Rewrite each row below with its wording unchanged, multiplying every answer coordinate by 0.4 and rounding to a whole number, halves up, while leaving the numbers in each row's own wording as they are. Omit the pictures from your version.

(Dataset rows on where objects appear)
-----

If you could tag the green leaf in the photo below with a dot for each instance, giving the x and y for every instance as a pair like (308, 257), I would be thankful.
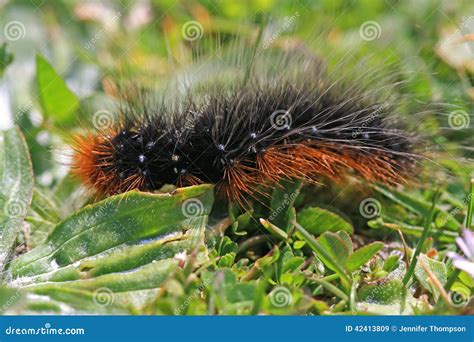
(325, 256)
(135, 232)
(385, 291)
(57, 101)
(318, 220)
(274, 230)
(16, 188)
(336, 247)
(391, 263)
(362, 255)
(436, 267)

-----

## Answer to the problem
If you could tag the green leaf in the photo below with a dot for each instance, giving the x and y for every instance as a pair like (308, 257), I would be thankful.
(130, 102)
(54, 93)
(154, 116)
(23, 40)
(127, 88)
(110, 92)
(6, 75)
(134, 99)
(156, 105)
(145, 102)
(174, 107)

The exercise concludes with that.